◆ WHAT YOU SHOULD DO ◆
Please transcribe exactly, and only, the lines of the data below between the line holding "Where can you spot the striped" and the line holding "Where can you spot the reflection", inclusive.

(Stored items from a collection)

---------------

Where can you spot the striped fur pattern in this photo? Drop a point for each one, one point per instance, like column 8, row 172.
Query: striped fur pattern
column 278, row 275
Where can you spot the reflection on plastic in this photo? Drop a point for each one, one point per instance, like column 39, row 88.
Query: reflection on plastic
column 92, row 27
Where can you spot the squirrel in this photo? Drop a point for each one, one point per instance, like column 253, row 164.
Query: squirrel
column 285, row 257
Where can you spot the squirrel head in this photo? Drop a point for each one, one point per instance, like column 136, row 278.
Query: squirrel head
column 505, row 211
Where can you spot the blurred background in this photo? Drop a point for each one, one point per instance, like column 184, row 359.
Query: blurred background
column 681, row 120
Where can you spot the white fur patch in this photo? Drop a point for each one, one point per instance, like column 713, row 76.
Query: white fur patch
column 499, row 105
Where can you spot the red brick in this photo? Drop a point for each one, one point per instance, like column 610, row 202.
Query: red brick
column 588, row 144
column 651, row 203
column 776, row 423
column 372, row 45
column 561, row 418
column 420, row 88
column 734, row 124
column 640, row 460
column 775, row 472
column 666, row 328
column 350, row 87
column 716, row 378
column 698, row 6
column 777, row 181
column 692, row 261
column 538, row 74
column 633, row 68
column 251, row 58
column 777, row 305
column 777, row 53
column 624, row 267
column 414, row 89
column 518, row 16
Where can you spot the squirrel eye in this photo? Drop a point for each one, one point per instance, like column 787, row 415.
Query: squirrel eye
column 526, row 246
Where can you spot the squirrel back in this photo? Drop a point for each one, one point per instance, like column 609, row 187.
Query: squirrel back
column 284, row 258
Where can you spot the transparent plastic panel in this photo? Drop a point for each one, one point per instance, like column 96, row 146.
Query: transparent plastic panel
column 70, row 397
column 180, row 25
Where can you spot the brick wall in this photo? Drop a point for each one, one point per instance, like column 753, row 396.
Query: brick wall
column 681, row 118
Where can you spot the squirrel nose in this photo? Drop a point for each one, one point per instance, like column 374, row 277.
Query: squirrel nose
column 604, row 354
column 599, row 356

---------------

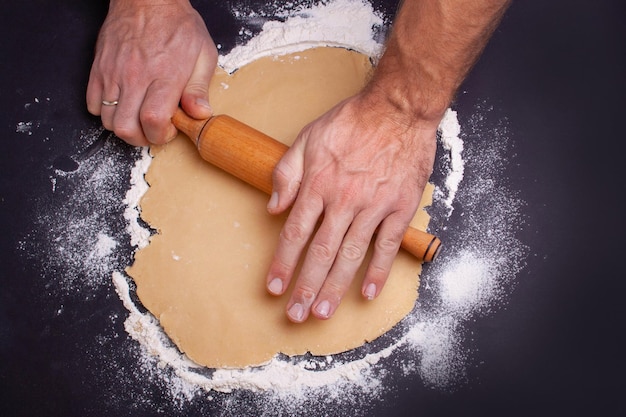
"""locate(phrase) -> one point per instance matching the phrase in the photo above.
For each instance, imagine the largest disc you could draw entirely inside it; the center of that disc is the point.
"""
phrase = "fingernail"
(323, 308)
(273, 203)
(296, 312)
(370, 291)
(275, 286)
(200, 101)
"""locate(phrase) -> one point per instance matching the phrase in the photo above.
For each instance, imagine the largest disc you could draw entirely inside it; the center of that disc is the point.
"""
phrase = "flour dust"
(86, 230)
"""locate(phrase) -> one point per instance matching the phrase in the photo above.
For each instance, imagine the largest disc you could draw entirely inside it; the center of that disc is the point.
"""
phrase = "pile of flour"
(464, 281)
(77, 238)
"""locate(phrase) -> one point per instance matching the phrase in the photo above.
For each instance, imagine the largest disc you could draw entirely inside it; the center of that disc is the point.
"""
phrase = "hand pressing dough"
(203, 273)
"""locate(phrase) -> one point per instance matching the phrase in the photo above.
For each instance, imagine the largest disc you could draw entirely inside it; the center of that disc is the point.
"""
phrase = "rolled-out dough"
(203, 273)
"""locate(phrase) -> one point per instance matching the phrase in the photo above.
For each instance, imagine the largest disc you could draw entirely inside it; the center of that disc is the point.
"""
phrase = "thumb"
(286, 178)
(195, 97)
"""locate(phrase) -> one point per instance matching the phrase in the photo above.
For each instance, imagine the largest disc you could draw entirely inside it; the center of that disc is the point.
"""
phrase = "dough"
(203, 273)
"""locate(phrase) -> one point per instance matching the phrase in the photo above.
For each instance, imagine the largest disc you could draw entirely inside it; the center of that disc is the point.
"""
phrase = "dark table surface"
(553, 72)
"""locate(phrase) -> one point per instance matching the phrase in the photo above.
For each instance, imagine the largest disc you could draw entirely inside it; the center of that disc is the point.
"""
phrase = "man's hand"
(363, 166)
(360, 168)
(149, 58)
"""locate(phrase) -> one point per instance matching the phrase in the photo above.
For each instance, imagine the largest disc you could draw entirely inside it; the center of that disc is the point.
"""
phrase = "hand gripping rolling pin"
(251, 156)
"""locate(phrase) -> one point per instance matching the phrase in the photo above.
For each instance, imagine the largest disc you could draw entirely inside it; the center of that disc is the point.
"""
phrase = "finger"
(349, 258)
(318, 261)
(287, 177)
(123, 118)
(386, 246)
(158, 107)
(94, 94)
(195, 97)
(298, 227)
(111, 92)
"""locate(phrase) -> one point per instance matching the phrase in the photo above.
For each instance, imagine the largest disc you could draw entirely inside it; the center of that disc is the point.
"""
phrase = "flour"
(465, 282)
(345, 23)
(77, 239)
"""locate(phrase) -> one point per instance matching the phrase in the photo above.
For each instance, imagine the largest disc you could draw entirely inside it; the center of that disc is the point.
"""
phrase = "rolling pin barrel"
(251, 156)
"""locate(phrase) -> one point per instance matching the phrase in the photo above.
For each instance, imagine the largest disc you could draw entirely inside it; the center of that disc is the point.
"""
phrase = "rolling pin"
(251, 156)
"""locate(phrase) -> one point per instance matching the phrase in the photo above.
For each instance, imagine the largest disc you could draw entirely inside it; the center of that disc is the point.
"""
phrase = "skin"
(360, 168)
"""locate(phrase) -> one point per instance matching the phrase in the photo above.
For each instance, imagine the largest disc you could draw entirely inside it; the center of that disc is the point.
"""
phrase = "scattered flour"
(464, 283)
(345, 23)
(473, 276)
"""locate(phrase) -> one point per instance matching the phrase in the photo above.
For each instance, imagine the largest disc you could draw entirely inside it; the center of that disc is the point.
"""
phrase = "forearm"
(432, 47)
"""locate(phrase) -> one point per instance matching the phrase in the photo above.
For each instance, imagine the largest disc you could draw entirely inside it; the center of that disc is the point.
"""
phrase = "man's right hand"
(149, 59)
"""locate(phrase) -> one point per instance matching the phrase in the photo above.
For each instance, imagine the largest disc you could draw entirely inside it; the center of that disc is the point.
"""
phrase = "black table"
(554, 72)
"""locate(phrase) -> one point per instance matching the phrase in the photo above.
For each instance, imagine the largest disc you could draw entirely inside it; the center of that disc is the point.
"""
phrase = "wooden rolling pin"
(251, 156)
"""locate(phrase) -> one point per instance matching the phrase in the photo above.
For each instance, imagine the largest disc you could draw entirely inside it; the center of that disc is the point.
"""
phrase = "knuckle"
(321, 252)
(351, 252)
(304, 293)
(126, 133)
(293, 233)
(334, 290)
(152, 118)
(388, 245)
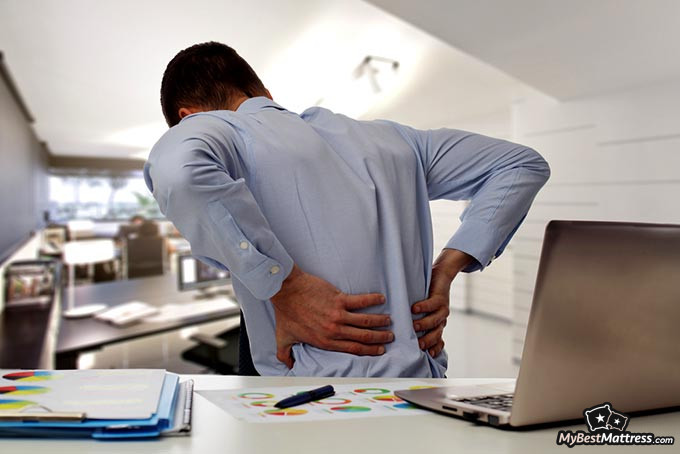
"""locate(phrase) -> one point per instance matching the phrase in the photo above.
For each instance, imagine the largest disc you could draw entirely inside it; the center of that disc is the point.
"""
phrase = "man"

---------------

◆ FINISHED TASK ◆
Where can you spot the striped fur pattern in this photo? Drop a point for each one, one point per instance, like column 8, row 172.
Query: striped fur pattern
column 278, row 275
Where can you spot the reflection on plastic in this photo? Drop a point for each one, one point per instance, like column 39, row 88.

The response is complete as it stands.